** Start Items **

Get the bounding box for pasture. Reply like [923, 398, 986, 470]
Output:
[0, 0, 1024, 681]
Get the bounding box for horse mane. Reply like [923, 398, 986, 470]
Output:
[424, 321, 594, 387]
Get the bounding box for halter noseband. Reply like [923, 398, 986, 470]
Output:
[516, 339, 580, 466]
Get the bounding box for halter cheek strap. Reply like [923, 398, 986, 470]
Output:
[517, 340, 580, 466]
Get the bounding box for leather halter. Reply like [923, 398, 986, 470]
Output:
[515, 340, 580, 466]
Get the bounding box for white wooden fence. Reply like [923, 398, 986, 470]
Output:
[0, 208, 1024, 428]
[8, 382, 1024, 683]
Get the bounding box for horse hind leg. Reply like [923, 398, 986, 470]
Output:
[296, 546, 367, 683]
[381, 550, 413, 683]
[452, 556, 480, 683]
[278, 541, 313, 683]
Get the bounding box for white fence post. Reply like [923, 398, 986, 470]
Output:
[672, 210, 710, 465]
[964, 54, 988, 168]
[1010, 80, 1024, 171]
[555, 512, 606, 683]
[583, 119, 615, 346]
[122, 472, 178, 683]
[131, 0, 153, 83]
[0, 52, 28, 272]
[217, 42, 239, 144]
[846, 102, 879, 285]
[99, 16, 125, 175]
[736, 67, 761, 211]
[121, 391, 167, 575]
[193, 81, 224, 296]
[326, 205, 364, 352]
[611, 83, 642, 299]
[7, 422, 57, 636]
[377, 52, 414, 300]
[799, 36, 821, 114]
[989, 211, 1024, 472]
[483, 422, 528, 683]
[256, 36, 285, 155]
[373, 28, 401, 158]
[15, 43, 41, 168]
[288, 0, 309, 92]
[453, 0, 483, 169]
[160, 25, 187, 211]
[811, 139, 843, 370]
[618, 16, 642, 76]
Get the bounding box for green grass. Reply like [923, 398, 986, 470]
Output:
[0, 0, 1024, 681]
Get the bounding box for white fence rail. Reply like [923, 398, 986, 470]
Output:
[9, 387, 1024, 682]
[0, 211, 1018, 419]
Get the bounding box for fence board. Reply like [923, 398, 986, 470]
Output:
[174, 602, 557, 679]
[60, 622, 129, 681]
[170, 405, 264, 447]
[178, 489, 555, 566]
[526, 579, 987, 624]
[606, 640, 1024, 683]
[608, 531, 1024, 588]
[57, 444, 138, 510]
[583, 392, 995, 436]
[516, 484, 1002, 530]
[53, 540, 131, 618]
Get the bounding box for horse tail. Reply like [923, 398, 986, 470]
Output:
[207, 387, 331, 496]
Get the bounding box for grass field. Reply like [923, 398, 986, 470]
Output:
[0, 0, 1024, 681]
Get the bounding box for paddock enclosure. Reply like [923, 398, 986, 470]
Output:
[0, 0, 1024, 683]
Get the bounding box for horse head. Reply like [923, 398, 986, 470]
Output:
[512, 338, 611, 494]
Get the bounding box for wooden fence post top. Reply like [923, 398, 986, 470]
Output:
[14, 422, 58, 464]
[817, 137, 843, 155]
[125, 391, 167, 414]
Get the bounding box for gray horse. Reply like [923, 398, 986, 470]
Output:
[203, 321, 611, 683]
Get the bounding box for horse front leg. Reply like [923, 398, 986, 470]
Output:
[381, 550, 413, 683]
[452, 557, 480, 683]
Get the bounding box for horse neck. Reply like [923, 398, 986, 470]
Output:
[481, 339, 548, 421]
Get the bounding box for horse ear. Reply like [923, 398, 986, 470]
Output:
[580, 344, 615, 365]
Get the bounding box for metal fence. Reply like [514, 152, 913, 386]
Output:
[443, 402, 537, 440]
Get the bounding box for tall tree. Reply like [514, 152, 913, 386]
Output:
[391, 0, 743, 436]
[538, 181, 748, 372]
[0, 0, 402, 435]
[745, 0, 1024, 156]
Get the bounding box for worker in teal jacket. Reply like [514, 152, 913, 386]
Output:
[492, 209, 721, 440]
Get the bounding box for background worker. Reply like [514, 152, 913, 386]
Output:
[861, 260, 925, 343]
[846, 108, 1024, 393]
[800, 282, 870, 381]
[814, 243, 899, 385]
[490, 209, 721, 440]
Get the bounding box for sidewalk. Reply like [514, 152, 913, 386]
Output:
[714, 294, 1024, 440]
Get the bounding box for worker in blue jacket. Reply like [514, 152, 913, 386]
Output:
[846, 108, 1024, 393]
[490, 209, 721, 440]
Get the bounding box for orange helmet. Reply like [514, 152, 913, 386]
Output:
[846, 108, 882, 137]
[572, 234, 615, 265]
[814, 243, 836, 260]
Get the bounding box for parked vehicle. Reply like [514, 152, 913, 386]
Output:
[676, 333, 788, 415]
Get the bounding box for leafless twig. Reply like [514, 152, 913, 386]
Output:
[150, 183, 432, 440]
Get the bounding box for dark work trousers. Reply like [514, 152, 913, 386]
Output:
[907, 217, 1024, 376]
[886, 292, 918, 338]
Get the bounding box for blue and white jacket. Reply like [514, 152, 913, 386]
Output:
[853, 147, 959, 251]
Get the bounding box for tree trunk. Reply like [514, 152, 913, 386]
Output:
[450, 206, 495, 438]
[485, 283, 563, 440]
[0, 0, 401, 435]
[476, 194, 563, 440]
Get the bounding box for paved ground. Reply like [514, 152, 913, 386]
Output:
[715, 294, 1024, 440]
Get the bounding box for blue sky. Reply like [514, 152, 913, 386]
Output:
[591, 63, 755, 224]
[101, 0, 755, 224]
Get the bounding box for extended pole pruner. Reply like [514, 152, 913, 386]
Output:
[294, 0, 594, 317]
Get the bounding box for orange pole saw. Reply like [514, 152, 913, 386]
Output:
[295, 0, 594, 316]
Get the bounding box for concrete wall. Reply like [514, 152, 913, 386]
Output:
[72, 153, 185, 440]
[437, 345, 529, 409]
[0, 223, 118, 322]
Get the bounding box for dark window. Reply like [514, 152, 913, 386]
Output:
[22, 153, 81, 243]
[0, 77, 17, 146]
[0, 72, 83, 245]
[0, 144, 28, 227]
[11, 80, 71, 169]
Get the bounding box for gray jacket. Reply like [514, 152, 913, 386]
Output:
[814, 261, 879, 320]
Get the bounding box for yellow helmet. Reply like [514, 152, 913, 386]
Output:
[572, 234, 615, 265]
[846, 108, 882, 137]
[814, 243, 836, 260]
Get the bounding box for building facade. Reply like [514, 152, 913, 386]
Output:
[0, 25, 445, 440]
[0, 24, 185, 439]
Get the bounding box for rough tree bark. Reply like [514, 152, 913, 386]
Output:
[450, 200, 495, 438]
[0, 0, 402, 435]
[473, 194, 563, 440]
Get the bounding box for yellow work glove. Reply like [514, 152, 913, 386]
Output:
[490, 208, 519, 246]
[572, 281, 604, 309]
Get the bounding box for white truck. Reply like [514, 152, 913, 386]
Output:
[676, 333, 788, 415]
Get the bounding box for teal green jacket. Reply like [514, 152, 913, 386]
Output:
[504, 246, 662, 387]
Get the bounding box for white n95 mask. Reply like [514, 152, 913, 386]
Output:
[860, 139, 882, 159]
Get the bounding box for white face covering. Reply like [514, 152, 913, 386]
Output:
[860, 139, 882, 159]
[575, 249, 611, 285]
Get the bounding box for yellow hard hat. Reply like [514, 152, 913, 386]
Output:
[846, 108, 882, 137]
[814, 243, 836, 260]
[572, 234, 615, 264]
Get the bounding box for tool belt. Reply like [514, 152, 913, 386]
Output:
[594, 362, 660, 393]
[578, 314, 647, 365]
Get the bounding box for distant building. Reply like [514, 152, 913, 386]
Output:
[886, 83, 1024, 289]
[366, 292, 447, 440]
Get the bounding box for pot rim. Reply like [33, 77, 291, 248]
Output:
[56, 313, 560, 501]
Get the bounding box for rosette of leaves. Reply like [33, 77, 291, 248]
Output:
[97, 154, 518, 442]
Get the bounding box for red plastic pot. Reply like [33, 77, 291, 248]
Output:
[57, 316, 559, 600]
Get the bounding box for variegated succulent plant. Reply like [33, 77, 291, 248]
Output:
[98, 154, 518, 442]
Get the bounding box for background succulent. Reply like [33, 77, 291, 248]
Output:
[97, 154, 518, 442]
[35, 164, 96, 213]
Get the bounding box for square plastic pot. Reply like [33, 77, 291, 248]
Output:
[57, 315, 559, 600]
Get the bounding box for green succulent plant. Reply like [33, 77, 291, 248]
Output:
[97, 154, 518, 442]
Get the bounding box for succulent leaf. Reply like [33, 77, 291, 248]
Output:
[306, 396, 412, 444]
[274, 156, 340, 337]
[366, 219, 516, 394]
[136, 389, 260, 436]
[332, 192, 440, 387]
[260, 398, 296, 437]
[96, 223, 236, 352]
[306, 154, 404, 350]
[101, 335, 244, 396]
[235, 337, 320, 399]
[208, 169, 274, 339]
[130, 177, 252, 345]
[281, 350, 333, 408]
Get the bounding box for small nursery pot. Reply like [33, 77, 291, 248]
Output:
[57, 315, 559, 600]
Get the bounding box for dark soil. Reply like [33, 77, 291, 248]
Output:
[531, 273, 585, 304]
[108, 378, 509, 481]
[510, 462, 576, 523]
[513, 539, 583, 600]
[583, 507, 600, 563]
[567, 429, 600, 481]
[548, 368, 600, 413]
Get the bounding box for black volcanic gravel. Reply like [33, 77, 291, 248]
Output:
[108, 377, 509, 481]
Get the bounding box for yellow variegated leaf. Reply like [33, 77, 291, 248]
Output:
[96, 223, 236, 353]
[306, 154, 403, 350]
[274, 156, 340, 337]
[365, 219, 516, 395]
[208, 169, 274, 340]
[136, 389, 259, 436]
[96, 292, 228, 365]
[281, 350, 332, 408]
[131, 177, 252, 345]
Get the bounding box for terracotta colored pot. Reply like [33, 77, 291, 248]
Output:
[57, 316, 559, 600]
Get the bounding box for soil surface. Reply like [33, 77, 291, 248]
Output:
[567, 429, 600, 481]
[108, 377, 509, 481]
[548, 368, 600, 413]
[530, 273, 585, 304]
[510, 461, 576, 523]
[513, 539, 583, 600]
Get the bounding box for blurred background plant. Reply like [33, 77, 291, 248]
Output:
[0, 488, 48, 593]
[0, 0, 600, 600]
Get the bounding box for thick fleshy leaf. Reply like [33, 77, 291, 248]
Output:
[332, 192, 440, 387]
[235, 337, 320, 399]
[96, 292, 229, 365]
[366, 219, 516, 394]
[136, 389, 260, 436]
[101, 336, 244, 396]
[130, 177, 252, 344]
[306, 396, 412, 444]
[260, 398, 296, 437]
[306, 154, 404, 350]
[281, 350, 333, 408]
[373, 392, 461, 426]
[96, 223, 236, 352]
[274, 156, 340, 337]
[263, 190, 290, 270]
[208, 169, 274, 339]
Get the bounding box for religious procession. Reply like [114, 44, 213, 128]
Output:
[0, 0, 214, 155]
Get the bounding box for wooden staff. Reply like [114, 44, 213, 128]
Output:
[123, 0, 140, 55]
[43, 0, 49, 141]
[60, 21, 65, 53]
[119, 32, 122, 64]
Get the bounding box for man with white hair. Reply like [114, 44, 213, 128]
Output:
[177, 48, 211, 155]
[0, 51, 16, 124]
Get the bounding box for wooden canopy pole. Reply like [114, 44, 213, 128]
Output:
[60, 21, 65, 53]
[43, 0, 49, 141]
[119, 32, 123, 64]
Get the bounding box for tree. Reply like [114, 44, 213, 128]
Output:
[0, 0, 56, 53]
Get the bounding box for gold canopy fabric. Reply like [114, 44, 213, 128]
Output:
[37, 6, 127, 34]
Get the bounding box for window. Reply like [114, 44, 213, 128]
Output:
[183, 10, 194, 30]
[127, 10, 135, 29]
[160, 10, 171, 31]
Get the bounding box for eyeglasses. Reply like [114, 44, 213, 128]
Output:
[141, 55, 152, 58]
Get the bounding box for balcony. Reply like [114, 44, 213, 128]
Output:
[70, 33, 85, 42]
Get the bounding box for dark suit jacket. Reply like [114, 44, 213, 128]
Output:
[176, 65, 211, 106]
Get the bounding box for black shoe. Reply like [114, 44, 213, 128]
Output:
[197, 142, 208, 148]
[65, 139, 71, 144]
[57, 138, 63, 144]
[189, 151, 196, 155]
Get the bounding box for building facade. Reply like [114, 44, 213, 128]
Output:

** End Items **

Your task - Render the stretch of the records from the line containing "Get the bounding box for blue and" through the line containing "[294, 0, 594, 317]" as a numbered list, leaving out any blank lines.

Output for this task -
1. Get the bounding box for blue and white jacket. Reply like [514, 152, 913, 386]
2. Output:
3. [853, 147, 959, 251]
4. Get the bounding box for tree trunk. Reply like [514, 152, 913, 386]
5. Output:
6. [450, 206, 495, 438]
7. [485, 283, 563, 440]
8. [0, 0, 401, 435]
9. [476, 194, 563, 440]
10. Get the bounding box for paved ground. Reply like [514, 152, 913, 386]
11. Output:
12. [715, 294, 1024, 440]
13. Get the bounding box for blue sky. Reply like [514, 152, 913, 386]
14. Output:
15. [591, 63, 755, 224]
16. [101, 0, 755, 224]
17. Get the bounding box for extended pole pruner. Reply like [514, 152, 913, 386]
18. Output:
19. [294, 0, 594, 317]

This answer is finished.